* _EXTRACT TO READ_
It continued to grow under Obama but not because of any “tax and spend” profligacy. Obama actually cut taxes. The stimulus package was largely tax reductions for middle-income earners which conservatives rarely acknowledge. The sizes of both the government and the deficit have been dramatically reduced since 2008 which, no surprise, is virtually never mentioned by Republicans. The debt continues to grow because the GOP refuses to even consider revenue increases — many of them having signed Norquist’s astonishingly stupid pledge. [It’s stupid because it commits an elected representative to a position established by a private individual that forces you to ignore the needs, wants and desires of the people who elected you — not exactly what I’d call “democracy in action.”]

So the answer to the first question is “No” — resoundingly. How about the second — and here I’m limiting the focus to democracies like ours.

Let’s begin with a simple question: What is government for? Essentially government is what people do when they get together. The larger a group becomes the more difficult it is to organize and run things using informal means. So groups began developing formal structures. Historically the direction is obvious: government expands as the needs of a growing, complex society increase.

This isn’t complicated. You need to get from one place to another so you and other locals lay down a path. Soon lots of folks are using it and need other ways to get around. Your path runs into your neighbors’ paths so you cooperate on a larger set of interlocking paths. Same kind thing happens with teaching your kids how to live in your group, farming and moving produce around, defending your territory, dealing with illness, holding folks to societal standards, etc. Eventually providing these services becomes too complex so your group incorporates and forms a government. You (s)elect people to take care of these issues, provide the services — and collect taxes to pay for it.

When your “group” is some 350 million people spread across a vast continent the organization governing it has to be “big.” And it has to be paid for. Taxes pay for services. It’s misleading to argue that taxes fund government. They fund services and the most efficient and cheapest way to provide services is to have a government do it. Yes I know, conservatives like to claim that private industry and privately held corporations can do these things better but the data do not support them. Take health care where the US is, even with Obamacare, the most privatized health care system in the industrialized world. What do we have to show for it? Just awful stats on health and we pay twice as much per capita for them. In the few areas where health care is run entirely by the government things are surprisingly cheap and well-run. Medicare, Medicaid, the VA are among the best run and most cost-effective health care programs in the country.

* _THE TASK_
Extend the passage above on taxes and the size of government, picking up after its final sentence.

* _RECORDED INFORMATION_
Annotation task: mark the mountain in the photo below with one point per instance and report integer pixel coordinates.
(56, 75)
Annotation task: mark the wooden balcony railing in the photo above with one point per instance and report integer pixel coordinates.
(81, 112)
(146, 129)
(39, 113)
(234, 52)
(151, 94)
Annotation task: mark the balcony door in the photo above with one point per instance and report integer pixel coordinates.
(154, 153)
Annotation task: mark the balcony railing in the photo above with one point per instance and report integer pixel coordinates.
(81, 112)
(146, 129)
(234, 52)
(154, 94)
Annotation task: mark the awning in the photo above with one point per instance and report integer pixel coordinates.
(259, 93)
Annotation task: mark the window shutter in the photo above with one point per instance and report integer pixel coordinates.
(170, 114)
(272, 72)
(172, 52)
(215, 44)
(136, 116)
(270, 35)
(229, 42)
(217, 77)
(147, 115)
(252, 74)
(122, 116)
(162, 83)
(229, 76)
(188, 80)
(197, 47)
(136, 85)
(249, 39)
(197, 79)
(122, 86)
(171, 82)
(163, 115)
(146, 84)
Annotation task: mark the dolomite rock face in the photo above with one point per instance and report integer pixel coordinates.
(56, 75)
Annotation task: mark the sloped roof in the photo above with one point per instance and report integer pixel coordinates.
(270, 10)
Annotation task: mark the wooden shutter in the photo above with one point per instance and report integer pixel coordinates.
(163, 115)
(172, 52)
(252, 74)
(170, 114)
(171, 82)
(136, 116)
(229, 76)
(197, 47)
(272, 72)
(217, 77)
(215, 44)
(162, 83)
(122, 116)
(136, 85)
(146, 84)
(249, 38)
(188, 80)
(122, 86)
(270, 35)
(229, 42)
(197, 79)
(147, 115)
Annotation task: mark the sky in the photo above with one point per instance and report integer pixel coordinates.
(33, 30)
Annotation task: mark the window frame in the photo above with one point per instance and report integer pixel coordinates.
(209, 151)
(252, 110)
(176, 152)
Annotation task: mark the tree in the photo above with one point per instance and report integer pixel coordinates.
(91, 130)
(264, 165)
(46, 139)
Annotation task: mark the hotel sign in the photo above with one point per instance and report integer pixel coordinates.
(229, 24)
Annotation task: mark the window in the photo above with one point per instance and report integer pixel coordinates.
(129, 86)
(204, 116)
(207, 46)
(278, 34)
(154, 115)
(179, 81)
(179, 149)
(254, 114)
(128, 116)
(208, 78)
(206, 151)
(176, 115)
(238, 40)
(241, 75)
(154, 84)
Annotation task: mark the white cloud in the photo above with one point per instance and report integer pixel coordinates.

* _ANSWER SPACE_
Two overarching factors make it clear that privatization of governmental systems cannot work. One, the private sector needs to turn a profit and once the profit element is folded into the bargain we’re going to run into problems. Two, the privatization model depends on the outmoded and misguided economic assumption that humans are rational decision-makers. We’re not and, interestingly, Herb Simon and Daniel Kahneman have won the Nobel in economics for convincingly explicating the psychological principles behind this. The principle of the “silent hand” held dear by the Austrian school also fails because it, too, was based on rational decision-making.

In short, there’s really nothing wrong with Big Government. In fact, every social, economic and political indicator screams that it’s far better than Big Business. And, funnily, even the conservatives know this. All you have to do is examine what they’ve done when they’re in control. Now if they would embrace the “tax” gambit as lovingly as the “spend,” we might get out of the freakin’ mess we’re in. We could end up like virtually every other industrialized nation on the planet — all of which are rapidly outstripping us in longevity, education, productivity, health and almost every indicator of the quality of life there is.